Task material >>
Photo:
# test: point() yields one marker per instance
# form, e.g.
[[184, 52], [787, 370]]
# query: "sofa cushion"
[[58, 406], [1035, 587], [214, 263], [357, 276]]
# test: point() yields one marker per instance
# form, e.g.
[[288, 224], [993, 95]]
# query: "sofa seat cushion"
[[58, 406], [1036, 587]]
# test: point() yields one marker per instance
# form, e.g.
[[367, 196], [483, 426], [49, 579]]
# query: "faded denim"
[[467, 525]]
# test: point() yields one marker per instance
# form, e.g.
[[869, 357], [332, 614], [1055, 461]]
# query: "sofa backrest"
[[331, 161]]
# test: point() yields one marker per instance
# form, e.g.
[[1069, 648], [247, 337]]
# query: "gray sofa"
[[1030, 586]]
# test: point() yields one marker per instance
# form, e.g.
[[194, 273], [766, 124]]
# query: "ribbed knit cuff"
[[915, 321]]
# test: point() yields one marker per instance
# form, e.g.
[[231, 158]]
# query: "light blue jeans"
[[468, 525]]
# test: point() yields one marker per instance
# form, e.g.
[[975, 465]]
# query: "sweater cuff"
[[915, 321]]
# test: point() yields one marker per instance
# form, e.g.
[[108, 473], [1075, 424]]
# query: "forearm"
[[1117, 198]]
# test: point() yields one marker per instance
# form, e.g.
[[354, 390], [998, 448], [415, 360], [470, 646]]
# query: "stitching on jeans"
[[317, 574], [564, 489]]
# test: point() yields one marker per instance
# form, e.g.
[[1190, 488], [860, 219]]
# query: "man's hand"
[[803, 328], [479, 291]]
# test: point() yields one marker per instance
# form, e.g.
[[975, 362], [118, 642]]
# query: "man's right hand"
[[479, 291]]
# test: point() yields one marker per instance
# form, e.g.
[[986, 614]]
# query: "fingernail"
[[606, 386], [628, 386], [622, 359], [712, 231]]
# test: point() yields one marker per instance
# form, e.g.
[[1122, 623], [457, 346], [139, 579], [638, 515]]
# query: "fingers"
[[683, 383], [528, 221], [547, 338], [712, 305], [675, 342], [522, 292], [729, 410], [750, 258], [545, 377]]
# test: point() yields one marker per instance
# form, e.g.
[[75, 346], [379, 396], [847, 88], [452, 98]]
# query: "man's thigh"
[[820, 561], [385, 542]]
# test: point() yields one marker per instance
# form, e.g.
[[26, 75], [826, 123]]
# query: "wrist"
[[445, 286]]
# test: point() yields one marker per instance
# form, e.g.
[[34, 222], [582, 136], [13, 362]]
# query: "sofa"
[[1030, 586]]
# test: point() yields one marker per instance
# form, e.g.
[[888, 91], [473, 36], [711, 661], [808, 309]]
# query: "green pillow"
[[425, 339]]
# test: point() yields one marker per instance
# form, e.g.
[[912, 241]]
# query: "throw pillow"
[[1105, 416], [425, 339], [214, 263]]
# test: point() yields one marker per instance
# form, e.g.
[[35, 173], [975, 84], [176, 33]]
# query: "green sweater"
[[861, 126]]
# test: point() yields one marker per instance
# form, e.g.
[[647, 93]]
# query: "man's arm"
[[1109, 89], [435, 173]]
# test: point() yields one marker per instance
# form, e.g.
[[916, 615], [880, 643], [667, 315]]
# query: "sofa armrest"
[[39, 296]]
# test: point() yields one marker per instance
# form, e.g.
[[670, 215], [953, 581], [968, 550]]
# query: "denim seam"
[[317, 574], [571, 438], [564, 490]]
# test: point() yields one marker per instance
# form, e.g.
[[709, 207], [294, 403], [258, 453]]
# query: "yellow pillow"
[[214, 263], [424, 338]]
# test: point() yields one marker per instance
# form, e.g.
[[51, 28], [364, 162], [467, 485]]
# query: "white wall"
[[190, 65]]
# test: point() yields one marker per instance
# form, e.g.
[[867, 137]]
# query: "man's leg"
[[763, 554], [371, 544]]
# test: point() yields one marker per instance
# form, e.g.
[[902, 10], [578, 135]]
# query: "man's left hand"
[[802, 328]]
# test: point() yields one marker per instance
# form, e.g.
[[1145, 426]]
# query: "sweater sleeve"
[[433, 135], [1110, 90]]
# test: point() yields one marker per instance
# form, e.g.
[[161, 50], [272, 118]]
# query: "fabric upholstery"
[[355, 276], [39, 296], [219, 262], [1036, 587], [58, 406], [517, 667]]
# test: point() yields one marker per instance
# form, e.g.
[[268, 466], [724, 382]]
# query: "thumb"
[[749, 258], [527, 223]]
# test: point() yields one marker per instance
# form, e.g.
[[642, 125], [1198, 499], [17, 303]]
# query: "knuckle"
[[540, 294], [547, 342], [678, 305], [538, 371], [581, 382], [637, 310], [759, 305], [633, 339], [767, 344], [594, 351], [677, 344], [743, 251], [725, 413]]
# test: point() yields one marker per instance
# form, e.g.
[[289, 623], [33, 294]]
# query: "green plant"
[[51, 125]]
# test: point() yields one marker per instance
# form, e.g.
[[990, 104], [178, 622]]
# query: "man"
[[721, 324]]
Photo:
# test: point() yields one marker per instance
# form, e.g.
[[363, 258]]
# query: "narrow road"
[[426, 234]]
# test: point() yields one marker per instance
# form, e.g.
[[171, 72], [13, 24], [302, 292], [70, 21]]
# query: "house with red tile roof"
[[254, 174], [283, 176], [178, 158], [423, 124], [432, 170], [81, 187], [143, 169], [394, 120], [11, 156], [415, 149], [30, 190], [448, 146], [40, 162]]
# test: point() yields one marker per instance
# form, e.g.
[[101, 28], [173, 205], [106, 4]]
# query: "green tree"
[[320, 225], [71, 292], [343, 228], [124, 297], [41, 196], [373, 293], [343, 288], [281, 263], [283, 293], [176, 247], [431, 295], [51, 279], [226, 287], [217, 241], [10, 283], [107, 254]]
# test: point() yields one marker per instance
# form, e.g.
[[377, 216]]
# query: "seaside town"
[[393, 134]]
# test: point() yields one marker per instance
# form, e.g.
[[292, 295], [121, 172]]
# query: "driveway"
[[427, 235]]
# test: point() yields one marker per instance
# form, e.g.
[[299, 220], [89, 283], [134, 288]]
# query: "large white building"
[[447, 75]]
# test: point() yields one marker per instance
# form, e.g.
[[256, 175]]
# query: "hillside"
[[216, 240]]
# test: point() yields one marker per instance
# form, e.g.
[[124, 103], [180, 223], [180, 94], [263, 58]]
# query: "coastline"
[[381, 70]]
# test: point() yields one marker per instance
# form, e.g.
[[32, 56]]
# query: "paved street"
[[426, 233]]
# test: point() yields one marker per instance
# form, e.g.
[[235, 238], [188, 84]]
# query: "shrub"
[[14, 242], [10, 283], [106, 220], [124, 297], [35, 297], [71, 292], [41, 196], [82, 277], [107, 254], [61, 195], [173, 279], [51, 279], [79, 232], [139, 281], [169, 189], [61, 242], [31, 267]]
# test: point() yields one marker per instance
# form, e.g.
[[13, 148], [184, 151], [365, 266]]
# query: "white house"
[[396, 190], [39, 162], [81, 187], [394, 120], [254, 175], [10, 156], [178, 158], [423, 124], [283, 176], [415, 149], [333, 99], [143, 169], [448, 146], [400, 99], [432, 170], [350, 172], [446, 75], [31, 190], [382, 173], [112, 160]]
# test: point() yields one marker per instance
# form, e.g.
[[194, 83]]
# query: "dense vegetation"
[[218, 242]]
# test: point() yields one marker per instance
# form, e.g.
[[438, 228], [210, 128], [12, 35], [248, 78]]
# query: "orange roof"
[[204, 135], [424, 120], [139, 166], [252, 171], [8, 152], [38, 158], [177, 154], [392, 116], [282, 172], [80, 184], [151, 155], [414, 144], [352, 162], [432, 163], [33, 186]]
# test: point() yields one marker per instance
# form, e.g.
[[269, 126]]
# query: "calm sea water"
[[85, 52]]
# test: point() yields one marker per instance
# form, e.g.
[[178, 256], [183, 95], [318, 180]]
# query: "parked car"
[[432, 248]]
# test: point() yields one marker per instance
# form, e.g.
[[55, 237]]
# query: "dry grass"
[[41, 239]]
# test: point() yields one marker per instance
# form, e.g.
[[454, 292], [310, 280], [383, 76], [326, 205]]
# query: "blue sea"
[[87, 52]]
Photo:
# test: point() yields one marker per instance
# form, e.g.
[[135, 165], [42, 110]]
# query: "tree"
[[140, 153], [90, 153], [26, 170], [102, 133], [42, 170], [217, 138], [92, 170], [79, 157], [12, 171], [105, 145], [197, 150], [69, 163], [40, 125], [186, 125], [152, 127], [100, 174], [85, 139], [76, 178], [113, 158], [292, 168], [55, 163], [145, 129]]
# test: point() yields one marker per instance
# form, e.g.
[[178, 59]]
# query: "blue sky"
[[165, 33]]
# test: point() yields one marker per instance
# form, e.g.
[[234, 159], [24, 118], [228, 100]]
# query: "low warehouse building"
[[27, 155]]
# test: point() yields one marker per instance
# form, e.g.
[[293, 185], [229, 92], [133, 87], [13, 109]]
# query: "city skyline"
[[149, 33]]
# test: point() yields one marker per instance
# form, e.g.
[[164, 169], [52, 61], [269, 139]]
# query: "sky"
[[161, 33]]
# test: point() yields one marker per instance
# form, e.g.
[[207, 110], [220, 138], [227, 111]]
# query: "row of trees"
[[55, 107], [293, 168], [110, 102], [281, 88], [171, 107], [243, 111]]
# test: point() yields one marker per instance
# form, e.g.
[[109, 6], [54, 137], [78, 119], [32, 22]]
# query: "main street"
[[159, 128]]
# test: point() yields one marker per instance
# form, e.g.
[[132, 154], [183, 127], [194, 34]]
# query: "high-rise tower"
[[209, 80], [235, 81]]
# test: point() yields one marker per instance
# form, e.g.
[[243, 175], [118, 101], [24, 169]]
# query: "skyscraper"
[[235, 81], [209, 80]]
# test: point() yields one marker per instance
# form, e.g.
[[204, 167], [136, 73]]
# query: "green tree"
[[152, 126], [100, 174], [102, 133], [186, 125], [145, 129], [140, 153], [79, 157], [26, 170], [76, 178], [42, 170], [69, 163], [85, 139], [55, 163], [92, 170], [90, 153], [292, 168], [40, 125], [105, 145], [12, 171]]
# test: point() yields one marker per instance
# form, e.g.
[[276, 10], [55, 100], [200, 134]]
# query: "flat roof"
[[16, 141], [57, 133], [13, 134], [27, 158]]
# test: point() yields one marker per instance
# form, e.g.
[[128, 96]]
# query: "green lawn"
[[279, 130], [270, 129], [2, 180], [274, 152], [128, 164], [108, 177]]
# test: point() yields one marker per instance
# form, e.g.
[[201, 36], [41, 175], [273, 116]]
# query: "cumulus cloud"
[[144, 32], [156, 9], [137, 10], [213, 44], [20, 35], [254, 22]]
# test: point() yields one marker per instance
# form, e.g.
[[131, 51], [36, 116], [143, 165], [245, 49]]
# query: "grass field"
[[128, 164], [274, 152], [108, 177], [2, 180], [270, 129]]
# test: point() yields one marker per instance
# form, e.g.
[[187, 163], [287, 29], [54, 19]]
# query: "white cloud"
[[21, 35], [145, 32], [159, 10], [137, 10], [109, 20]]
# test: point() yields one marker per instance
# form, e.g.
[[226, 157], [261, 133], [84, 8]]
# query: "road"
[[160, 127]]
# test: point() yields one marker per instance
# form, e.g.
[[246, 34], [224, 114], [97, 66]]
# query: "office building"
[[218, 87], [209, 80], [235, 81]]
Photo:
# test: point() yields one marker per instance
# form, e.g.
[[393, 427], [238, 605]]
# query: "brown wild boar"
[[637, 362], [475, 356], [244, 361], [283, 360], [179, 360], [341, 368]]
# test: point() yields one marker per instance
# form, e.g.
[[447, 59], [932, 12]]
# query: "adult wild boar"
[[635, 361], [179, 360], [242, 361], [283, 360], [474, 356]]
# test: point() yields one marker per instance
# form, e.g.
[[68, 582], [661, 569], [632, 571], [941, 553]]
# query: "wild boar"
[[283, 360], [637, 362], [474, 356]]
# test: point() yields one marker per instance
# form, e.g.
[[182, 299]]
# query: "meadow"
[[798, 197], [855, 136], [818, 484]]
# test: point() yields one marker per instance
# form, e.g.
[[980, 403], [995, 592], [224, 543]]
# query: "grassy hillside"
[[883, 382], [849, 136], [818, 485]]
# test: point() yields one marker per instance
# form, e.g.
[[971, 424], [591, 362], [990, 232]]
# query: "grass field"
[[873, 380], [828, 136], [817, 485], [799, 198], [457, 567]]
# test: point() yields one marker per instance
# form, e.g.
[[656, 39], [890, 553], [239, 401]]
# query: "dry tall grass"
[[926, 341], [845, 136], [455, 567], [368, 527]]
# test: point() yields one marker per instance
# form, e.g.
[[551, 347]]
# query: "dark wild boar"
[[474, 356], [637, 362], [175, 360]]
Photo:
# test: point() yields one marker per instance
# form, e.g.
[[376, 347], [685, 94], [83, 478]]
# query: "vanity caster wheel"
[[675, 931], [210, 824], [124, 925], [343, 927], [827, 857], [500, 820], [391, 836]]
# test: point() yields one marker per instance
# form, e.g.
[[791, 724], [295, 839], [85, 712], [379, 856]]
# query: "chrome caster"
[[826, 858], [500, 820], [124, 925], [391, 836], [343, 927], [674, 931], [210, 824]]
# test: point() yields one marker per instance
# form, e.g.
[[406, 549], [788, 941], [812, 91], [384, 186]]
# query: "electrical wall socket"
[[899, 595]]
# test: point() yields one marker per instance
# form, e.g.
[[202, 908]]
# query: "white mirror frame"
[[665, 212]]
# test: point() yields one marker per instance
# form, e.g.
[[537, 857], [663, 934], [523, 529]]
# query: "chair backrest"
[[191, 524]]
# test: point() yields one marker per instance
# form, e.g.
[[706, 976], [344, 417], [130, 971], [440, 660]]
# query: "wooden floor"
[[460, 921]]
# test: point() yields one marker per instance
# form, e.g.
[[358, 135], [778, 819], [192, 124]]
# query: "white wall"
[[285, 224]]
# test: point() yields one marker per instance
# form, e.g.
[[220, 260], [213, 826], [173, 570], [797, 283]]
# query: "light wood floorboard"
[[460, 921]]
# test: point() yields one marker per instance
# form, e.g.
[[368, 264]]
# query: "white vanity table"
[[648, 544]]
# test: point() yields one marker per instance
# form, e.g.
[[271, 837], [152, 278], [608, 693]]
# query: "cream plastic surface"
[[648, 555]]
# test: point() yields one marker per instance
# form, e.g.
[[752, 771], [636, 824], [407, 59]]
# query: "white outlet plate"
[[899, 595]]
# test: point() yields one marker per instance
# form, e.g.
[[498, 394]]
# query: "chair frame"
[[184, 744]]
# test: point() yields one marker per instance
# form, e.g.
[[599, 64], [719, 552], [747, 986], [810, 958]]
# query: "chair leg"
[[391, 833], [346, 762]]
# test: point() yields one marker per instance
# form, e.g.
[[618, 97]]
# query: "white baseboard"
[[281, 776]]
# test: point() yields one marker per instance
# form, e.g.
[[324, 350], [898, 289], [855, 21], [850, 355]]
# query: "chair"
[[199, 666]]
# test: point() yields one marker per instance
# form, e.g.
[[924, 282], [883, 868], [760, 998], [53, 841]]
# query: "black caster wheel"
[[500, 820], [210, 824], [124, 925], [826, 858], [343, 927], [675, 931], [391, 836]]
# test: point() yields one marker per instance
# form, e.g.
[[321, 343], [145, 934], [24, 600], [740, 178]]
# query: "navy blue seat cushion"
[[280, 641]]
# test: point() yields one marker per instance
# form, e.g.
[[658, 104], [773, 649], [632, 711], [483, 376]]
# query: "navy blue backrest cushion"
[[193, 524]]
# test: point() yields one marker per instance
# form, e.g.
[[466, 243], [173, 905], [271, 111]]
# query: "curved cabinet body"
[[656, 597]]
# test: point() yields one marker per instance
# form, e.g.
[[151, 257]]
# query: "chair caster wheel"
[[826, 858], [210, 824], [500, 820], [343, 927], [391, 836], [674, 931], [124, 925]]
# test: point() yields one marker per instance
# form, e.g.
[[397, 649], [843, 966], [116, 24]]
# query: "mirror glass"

The task >> Beginning with the first line of the records above, reproduce each line exactly, ending at the line that contains "[[194, 273], [766, 124]]", and leave out everything else.

Response below >>
Photo:
# test: point() yields one marker per instance
# form, e.g.
[[184, 52], [787, 370]]
# query: "sofa cushion"
[[58, 406], [1035, 587], [214, 263], [357, 276]]
# test: point() yields one marker per instance
# form, e.g.
[[288, 224], [993, 95]]
# query: "sofa seat cushion"
[[58, 406], [1036, 587]]
# test: point() yields one marker per instance
# form, e.g.
[[367, 196], [483, 426], [49, 579]]
# query: "faded denim"
[[467, 525]]
# test: point() yields one marker per instance
# form, e.g.
[[869, 357], [332, 614], [1055, 461]]
# query: "sofa backrest"
[[331, 161]]
# test: point() yields one marker per instance
# form, e.g.
[[1069, 648], [247, 337]]
# query: "gray sofa"
[[1030, 586]]
# test: point() yields one marker per instance
# form, e.g.
[[194, 273], [766, 124]]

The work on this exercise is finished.